= Instructions for the task =
Reproduce, word for word, the full text below on how workplace holiday events can hurt employee morale.

+++ Source

This month, workplaces across the country are aiming to boost employee morale with loads of holiday initiatives, including holiday parties, gift exchanges, cubicle and cookie decorating contests, charitable collections and other events to mark the season. But the same events designed to make workers feel warm and fuzzy can leave many feeling aggravated and demoralized.
Here are seven ways some employers ruin morale during the holidays. Take a look and see if you recognize your own workplace in any of these.
1. Overloading on holiday events. Employees tend to have especially busy lives this month, with lots of other holiday-related commitments. A single office holiday party is usually appreciated — although not always — but some offices go overboard with holiday events, including daytime potlucks, evening parties, cookie decorating gatherings, Christmas sweater contests and separate gift exchanges. While some might love these festivities, other employees will feel annoyed and overextended at the intrusions into an already busy month. Pick one holiday event, do it well and free your employees from the burden of additional obligations. Or, if you must do more, make it clear that everything is opt-in only.

++++++
+++ Provided records

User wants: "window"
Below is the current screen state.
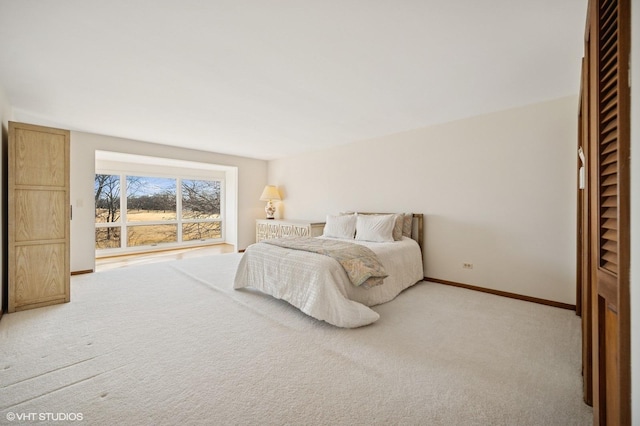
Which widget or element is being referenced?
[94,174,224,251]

++++++
+++ Provided records

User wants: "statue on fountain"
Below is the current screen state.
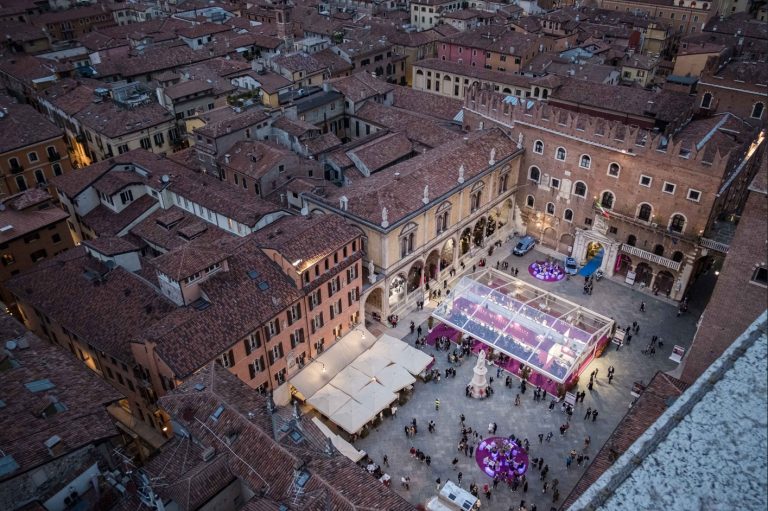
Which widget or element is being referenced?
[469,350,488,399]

++++++
+++ Provided records

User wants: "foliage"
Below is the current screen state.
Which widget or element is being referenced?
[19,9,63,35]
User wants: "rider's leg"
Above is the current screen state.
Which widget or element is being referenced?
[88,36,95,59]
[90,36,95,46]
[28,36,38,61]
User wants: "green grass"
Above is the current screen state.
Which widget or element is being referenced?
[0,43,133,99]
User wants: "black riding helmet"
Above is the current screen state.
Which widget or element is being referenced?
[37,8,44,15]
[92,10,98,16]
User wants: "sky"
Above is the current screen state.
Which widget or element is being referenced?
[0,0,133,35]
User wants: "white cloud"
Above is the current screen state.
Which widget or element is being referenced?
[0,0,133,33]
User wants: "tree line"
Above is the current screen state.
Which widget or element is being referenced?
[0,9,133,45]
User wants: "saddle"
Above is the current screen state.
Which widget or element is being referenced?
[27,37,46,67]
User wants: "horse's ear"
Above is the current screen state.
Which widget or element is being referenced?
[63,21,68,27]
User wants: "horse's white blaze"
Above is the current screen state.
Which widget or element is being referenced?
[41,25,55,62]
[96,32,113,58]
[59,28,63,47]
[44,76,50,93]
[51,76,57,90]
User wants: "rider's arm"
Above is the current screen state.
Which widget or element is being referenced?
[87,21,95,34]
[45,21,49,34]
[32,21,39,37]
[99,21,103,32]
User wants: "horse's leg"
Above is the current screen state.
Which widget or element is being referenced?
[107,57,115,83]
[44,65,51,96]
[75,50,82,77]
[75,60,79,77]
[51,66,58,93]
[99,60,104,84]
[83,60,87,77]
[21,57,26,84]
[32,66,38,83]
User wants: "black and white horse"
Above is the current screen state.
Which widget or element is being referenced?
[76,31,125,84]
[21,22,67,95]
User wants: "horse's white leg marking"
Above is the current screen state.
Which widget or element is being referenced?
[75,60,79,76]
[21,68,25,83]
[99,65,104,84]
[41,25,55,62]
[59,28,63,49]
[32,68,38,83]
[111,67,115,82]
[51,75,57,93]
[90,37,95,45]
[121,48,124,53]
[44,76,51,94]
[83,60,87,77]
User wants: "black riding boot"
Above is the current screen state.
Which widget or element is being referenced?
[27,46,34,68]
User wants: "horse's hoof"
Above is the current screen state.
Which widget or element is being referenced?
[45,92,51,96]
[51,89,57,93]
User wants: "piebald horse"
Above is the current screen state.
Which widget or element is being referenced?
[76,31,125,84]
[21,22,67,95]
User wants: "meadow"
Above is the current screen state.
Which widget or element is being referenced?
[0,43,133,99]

++++++

= Solved exercise =
This month, workplaces across the country are aiming to boost employee morale with loads of holiday initiatives, including holiday parties, gift exchanges, cubicle and cookie decorating contests, charitable collections and other events to mark the season. But the same events designed to make workers feel warm and fuzzy can leave many feeling aggravated and demoralized.
Here are seven ways some employers ruin morale during the holidays. Take a look and see if you recognize your own workplace in any of these.
1. Overloading on holiday events. Employees tend to have especially busy lives this month, with lots of other holiday-related commitments. A single office holiday party is usually appreciated — although not always — but some offices go overboard with holiday events, including daytime potlucks, evening parties, cookie decorating gatherings, Christmas sweater contests and separate gift exchanges. While some might love these festivities, other employees will feel annoyed and overextended at the intrusions into an already busy month. Pick one holiday event, do it well and free your employees from the burden of additional obligations. Or, if you must do more, make it clear that everything is opt-in only.